Task prompt
Reproduce the line with "308L400 308L359 404L552" and everything after it in the listing below, exactly, both ends included. No pictures.

┌────────

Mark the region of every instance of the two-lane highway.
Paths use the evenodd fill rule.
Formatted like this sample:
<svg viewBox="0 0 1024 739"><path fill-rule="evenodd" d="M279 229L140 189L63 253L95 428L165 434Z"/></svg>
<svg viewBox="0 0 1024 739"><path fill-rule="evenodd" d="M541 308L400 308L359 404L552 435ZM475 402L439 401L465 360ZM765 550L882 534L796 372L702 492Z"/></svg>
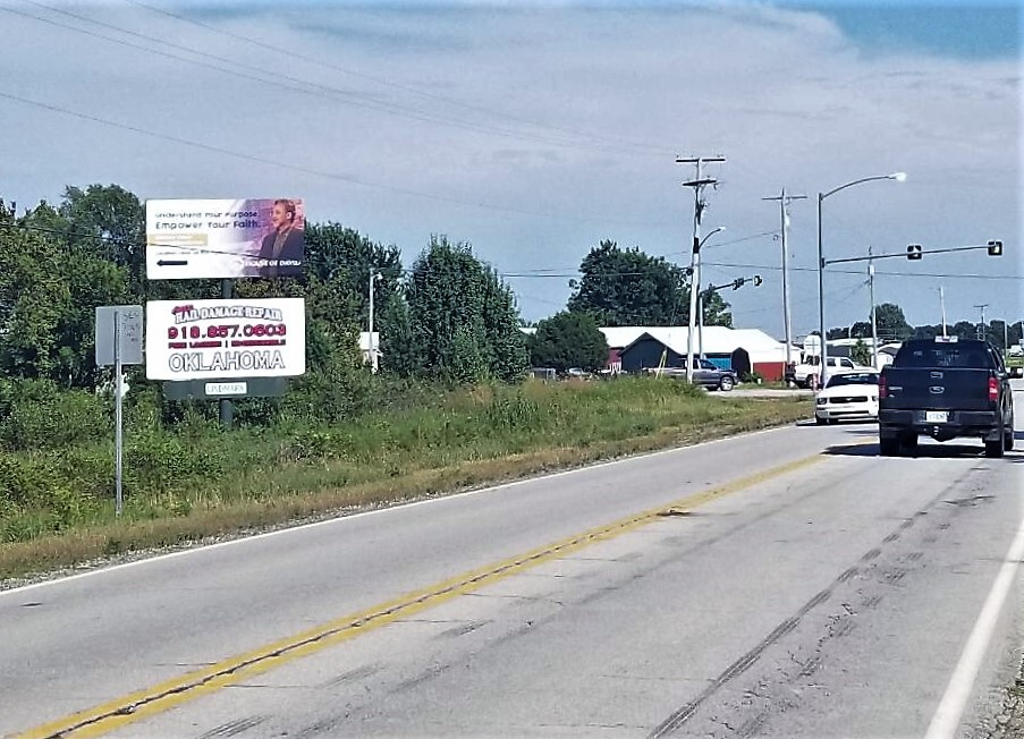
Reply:
<svg viewBox="0 0 1024 739"><path fill-rule="evenodd" d="M801 424L2 592L0 733L952 736L1022 465Z"/></svg>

└────────

Response box
<svg viewBox="0 0 1024 739"><path fill-rule="evenodd" d="M541 308L400 308L359 404L552 435ZM475 402L439 401L465 360ZM765 550L882 534L796 372L702 492Z"/></svg>
Reply:
<svg viewBox="0 0 1024 739"><path fill-rule="evenodd" d="M801 424L2 592L0 733L952 736L1022 465Z"/></svg>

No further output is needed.